**STATED TASK:** Determine how many lines of the material below contain the string "every". Reply with that number only.
***** DATA PROVIDED *****
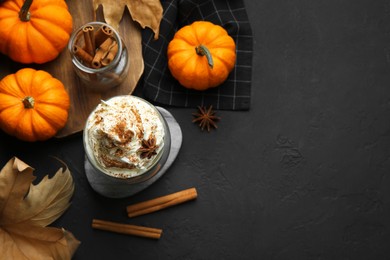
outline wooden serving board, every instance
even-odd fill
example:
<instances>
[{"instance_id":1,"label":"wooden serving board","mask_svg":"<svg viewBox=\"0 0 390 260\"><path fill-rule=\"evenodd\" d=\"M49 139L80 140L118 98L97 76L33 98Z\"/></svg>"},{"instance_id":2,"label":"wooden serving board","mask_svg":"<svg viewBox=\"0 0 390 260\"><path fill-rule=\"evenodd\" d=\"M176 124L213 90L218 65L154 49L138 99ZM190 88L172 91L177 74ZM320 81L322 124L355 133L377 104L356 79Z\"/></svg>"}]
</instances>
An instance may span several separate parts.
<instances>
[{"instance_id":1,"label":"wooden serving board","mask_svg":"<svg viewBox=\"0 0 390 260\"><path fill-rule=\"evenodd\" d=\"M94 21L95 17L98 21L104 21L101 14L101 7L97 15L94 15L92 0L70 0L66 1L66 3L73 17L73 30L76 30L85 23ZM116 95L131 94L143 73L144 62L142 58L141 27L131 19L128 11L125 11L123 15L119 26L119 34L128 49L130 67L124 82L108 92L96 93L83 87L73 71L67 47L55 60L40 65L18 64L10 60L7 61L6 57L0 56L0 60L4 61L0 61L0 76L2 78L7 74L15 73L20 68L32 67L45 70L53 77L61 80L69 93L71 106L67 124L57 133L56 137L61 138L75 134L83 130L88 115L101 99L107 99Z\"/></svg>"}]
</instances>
*****
***** DATA PROVIDED *****
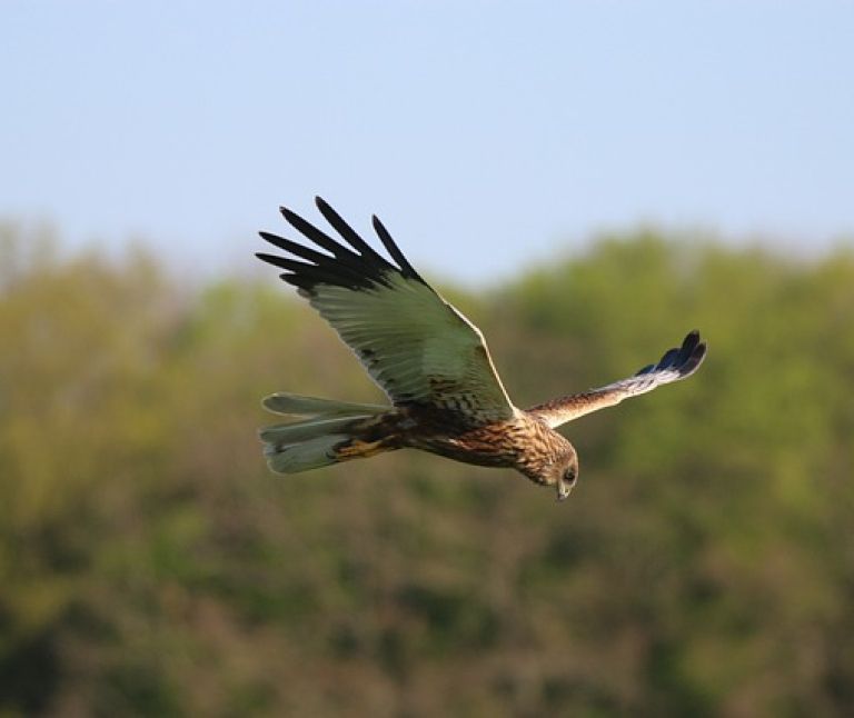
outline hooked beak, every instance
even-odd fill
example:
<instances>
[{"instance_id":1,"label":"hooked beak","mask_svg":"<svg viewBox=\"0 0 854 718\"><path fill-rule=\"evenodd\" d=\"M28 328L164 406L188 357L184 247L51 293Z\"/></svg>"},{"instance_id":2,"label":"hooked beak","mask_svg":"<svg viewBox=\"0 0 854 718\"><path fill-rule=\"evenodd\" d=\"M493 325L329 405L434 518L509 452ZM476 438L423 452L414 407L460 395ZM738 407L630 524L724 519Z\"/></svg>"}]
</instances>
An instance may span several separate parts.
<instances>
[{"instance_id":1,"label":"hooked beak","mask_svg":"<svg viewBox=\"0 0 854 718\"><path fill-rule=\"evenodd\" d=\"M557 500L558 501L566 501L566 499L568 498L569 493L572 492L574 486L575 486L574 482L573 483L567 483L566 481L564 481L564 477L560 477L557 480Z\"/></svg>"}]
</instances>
*****
**IN RESPONSE:** 2